*WHAT NEEDS TO BE DONE:* What is the number of lines in the data that contain "region"? Nothing besides that number, please.
• • •
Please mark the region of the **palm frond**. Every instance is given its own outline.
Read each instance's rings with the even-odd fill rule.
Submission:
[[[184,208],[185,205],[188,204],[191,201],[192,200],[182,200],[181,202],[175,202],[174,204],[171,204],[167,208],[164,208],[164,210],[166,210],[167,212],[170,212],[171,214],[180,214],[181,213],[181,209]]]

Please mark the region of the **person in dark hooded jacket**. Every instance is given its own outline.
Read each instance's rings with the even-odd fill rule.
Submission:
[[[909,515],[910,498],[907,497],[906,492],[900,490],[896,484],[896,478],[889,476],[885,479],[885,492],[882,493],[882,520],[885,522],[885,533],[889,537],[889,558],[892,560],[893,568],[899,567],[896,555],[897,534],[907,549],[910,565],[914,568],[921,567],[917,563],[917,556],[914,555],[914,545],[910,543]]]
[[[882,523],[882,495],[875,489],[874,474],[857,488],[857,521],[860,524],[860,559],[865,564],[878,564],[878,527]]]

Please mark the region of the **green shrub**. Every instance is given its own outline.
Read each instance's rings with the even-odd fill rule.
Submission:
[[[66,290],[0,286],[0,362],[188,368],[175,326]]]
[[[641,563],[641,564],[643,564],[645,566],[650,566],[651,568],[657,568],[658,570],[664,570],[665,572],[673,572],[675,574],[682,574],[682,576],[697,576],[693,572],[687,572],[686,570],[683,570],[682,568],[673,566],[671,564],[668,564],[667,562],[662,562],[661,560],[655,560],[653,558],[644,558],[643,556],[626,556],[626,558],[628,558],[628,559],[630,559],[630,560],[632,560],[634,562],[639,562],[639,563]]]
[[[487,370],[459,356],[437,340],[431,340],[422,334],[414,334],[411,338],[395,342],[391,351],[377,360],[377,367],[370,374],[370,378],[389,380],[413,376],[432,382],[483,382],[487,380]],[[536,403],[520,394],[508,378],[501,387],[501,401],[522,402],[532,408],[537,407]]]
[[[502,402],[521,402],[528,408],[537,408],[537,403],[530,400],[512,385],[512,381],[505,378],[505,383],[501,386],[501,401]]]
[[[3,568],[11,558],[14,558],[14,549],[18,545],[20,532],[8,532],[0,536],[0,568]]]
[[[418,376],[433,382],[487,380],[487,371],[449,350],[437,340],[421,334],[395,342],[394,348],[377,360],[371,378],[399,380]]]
• • •
*THE COMPLETED TASK:* 3